Start of Data for the task

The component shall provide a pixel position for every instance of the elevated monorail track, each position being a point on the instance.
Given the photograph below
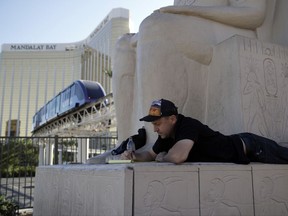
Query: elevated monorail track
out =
(93, 119)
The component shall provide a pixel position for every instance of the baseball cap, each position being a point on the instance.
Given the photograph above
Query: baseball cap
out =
(160, 108)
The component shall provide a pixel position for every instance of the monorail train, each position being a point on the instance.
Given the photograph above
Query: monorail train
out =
(77, 94)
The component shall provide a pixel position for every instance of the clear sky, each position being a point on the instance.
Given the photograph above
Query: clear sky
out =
(64, 21)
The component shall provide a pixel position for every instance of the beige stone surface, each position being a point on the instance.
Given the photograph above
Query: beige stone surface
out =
(83, 190)
(162, 189)
(247, 90)
(166, 189)
(226, 190)
(184, 54)
(270, 190)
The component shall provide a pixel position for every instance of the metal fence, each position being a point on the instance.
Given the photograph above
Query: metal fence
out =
(19, 157)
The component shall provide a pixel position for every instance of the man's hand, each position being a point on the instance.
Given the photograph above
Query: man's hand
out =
(128, 155)
(160, 157)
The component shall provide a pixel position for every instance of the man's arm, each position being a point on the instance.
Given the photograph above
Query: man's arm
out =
(178, 153)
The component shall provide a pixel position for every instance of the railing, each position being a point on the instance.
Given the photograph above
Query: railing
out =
(19, 157)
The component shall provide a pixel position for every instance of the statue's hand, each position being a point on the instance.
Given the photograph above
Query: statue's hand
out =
(174, 9)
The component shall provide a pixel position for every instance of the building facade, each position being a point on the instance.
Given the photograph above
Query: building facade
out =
(32, 74)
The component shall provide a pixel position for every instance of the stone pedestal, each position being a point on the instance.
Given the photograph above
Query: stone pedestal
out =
(162, 189)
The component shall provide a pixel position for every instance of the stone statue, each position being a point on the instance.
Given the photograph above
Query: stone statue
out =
(170, 55)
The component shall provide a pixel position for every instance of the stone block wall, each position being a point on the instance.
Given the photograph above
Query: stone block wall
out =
(162, 189)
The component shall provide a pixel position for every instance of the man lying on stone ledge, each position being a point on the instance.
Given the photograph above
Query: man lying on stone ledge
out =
(184, 139)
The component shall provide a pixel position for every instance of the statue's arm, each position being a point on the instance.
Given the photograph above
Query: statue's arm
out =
(248, 14)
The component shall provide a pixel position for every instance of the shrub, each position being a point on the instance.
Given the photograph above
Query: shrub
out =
(8, 208)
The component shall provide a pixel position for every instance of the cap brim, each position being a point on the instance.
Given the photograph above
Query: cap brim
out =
(150, 118)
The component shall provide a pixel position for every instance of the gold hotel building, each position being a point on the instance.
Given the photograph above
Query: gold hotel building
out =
(32, 74)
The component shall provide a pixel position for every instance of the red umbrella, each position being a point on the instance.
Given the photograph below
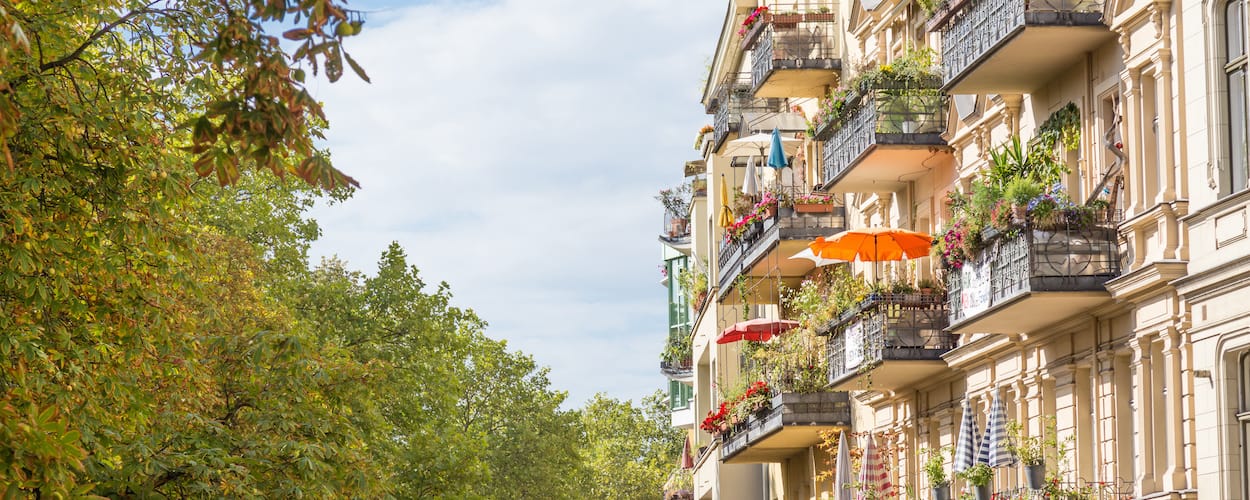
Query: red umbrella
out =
(760, 329)
(686, 460)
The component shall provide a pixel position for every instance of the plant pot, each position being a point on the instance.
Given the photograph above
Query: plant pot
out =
(678, 226)
(1019, 213)
(813, 208)
(1036, 475)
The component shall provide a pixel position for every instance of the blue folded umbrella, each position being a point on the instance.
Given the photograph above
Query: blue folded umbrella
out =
(776, 154)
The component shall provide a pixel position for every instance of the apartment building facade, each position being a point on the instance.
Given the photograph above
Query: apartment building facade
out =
(1126, 333)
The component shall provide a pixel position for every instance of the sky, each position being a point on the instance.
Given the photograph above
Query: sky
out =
(514, 149)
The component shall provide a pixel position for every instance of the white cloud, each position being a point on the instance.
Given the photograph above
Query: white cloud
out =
(513, 148)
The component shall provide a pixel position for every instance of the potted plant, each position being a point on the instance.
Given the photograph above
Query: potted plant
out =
(1020, 191)
(979, 476)
(813, 204)
(1031, 451)
(768, 205)
(934, 468)
(676, 204)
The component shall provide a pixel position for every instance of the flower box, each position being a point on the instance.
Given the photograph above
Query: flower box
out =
(813, 208)
(784, 20)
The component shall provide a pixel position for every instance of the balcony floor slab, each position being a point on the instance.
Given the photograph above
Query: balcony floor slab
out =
(890, 375)
(1028, 59)
(1030, 311)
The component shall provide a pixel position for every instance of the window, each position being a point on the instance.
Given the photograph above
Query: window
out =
(1244, 419)
(1235, 34)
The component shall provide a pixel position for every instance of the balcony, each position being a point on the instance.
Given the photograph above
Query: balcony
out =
(889, 341)
(1024, 281)
(794, 424)
(886, 135)
(991, 46)
(795, 55)
(678, 370)
(766, 248)
(683, 418)
(734, 108)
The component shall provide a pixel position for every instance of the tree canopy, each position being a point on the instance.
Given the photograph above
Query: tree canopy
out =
(163, 331)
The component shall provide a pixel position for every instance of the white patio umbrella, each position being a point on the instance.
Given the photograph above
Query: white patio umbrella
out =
(759, 144)
(873, 474)
(994, 445)
(750, 185)
(965, 446)
(819, 260)
(843, 471)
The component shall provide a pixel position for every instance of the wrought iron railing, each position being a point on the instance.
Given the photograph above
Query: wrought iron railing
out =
(734, 98)
(1034, 259)
(979, 26)
(676, 369)
(889, 328)
(789, 409)
(900, 114)
(735, 254)
(1079, 489)
(795, 45)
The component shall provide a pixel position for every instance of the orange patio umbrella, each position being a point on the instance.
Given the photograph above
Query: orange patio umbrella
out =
(873, 244)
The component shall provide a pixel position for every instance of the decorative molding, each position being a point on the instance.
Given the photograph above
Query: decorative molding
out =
(1153, 278)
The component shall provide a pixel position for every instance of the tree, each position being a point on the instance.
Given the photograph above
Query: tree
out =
(629, 450)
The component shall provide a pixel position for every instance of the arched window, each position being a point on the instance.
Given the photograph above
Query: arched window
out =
(1235, 44)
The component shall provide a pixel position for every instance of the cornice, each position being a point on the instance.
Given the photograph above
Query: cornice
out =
(1150, 279)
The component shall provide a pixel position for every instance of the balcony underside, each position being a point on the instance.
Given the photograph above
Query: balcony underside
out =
(890, 164)
(891, 375)
(1028, 59)
(793, 425)
(799, 78)
(781, 444)
(1030, 311)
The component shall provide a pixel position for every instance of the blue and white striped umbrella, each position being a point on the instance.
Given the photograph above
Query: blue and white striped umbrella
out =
(965, 446)
(994, 446)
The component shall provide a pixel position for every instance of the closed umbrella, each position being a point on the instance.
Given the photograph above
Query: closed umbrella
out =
(965, 446)
(726, 215)
(873, 474)
(843, 471)
(994, 445)
(750, 185)
(819, 260)
(686, 460)
(776, 151)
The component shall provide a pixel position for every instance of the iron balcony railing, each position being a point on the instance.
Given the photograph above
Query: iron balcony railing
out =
(889, 328)
(789, 409)
(795, 46)
(735, 256)
(1034, 259)
(976, 28)
(679, 369)
(1118, 489)
(731, 100)
(894, 115)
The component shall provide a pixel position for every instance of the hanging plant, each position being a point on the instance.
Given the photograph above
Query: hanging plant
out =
(1063, 125)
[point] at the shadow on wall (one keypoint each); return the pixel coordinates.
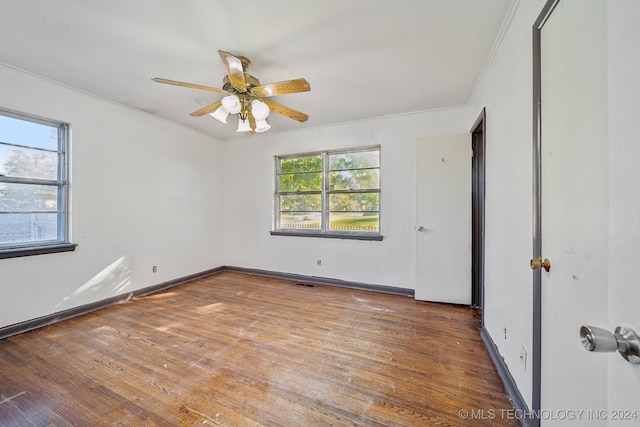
(113, 280)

End of Data for the task

What you have to do:
Say how many lines of the material above include the word "surface", giving the number alone.

Task result:
2